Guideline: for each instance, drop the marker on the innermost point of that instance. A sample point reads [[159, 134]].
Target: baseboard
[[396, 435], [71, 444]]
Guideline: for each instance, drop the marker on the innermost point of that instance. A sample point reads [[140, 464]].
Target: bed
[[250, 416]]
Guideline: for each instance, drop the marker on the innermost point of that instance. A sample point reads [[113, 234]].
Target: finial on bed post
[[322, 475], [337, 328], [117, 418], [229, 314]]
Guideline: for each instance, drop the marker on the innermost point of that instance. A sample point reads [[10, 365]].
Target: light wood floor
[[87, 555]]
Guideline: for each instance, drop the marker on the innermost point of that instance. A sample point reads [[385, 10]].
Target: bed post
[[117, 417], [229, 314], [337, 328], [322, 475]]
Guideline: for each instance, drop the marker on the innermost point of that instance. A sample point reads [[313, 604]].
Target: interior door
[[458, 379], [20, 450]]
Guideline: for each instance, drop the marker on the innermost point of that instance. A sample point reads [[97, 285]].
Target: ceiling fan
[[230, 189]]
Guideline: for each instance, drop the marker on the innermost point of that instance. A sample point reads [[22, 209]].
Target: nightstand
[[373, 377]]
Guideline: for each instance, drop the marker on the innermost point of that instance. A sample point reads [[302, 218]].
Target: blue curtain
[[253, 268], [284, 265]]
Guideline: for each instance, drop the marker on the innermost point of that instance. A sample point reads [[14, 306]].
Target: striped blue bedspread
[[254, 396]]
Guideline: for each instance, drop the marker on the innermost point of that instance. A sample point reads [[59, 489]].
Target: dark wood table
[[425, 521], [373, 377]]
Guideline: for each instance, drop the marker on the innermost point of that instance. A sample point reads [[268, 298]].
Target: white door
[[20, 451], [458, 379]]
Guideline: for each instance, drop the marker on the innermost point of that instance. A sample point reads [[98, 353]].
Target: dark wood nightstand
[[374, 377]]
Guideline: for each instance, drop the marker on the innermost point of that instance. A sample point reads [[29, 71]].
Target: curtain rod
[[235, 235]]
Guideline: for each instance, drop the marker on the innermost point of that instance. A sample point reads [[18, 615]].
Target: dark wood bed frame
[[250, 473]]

Directions
Could you lay out the data as a numbered list, starting at the line that contains "reads [[10, 365]]." and stopping after the line that contains "[[117, 417], [229, 314], [337, 328], [322, 475]]", with any blank lines left out?

Expected output
1. Guideline: for each instance, drop the marker on the innermost point of that instance. A sample point reads [[10, 365]].
2. Target: light wood floor
3. [[87, 555]]
4. Guideline: for each instance, drop the marker on the innermost point of that instance. A sample point reads [[385, 10]].
5. Target: bed post
6. [[117, 417], [229, 314], [337, 328], [322, 475]]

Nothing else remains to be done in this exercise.